● What you have to do
Which lines in the data file below contain the string "surface"? Locate and copy each one.

● Part of a data file
────────────────────────────────────────

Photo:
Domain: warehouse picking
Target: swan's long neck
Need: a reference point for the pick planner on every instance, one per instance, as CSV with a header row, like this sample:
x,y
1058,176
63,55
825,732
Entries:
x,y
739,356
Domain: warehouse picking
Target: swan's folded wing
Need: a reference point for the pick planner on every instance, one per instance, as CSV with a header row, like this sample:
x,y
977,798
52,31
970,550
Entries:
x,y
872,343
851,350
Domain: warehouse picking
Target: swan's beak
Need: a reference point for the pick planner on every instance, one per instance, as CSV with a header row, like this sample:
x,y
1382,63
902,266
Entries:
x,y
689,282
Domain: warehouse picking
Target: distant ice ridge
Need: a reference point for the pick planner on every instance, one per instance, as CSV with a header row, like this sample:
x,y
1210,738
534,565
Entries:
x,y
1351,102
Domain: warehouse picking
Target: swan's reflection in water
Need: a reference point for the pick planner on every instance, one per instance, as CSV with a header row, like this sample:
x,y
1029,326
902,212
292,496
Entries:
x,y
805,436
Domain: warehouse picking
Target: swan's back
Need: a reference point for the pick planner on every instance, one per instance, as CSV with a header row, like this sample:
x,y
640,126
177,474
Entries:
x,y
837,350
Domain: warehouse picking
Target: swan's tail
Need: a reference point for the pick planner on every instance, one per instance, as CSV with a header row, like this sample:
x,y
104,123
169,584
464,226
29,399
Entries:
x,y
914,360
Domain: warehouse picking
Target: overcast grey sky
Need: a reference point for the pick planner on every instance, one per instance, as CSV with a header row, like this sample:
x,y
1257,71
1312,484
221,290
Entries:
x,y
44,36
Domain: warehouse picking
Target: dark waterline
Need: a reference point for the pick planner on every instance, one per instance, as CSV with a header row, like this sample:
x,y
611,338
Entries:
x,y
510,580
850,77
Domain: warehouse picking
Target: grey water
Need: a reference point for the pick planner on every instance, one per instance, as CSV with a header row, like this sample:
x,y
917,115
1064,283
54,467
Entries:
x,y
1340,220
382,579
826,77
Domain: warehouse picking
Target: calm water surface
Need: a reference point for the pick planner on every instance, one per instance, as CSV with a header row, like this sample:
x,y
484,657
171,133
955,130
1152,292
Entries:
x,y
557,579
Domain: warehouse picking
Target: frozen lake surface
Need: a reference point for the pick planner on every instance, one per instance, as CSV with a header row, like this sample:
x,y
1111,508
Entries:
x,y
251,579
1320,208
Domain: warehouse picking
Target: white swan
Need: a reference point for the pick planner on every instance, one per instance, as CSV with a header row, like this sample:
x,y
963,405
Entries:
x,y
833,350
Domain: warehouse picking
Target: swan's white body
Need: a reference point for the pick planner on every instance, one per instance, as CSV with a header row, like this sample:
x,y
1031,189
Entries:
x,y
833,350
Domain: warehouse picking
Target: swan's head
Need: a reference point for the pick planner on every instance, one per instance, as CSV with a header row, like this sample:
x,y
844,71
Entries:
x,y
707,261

────────────────────────────────────────

● Final result
Target: calm water surface
Target: frozen lake surface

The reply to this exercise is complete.